## Obiettivo dell'esercizio
Estrai dai record ogni riga che contiene la parola "pink", tenendo conto della distinzione tra maiuscole e minuscole.

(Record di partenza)
* * *
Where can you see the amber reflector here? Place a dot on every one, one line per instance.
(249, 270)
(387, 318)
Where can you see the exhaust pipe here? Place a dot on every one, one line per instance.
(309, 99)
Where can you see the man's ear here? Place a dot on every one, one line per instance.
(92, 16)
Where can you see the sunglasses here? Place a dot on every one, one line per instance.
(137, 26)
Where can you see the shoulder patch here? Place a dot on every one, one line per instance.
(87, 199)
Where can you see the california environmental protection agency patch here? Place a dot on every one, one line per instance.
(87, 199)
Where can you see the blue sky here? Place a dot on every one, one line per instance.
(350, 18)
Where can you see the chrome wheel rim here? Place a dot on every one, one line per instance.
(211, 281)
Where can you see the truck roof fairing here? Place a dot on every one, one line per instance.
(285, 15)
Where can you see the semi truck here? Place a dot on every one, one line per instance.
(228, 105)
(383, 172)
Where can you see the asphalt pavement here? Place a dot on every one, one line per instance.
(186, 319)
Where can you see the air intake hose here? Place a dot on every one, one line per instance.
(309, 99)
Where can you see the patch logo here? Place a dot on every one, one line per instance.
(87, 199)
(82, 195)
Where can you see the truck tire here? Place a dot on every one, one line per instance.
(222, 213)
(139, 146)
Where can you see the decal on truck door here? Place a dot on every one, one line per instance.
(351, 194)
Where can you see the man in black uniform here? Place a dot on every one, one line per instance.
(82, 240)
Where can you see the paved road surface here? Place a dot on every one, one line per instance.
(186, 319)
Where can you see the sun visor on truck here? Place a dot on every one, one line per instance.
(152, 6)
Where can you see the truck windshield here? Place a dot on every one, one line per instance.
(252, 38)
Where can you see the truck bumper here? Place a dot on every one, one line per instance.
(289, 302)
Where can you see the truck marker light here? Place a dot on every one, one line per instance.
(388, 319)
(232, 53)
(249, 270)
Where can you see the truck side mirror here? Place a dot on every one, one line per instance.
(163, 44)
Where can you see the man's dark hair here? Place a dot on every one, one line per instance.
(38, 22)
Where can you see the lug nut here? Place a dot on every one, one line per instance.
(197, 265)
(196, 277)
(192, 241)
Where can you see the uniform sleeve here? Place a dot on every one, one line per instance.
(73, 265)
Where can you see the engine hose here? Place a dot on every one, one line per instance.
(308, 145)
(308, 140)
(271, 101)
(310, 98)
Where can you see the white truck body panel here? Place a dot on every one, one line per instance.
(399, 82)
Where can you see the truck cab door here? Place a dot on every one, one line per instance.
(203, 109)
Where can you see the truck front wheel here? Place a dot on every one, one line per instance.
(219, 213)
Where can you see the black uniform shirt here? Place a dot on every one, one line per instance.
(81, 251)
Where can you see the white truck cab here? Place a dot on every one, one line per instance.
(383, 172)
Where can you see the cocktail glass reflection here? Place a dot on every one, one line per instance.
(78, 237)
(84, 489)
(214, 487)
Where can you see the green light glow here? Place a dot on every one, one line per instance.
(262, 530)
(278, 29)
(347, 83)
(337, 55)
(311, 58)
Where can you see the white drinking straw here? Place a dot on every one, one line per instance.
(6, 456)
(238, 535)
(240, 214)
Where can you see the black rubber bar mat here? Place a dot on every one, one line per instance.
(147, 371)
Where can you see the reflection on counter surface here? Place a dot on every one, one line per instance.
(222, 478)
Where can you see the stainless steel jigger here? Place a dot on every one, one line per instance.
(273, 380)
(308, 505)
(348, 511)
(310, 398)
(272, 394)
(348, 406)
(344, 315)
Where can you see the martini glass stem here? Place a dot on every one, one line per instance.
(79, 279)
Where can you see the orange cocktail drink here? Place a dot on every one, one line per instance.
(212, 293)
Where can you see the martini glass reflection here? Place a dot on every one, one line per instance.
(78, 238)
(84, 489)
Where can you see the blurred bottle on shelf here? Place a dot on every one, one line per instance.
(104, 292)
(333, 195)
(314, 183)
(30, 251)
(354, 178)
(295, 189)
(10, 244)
* * *
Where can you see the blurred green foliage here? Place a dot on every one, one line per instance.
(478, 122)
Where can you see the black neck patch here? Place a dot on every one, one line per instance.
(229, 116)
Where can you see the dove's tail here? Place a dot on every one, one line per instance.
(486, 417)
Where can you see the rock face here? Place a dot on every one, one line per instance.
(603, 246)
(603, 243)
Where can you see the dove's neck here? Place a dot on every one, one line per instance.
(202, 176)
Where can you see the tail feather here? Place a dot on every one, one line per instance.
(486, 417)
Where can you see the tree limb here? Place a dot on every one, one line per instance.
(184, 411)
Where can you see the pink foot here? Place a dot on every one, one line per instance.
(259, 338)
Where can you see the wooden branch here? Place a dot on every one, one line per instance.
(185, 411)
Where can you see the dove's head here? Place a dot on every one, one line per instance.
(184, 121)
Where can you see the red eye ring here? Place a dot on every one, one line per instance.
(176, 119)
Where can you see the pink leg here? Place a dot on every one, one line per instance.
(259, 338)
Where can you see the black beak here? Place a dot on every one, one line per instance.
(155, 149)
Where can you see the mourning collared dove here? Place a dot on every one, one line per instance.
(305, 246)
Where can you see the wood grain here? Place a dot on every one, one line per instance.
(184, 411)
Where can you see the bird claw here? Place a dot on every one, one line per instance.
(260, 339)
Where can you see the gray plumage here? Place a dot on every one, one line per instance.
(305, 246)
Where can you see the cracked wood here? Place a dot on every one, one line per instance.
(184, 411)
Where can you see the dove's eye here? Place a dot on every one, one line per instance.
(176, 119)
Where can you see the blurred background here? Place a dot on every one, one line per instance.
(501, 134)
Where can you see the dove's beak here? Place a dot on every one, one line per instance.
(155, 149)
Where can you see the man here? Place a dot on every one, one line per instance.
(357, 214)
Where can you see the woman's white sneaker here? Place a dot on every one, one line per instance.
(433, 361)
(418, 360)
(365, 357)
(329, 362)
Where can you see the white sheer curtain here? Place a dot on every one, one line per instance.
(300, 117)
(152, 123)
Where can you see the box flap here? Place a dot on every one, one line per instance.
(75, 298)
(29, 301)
* * *
## Il risultato
Where can you see the pink foot here? Place a dot on every one, one line per instance.
Where can you see the pink leg here? Place a dot on every one, one line per instance.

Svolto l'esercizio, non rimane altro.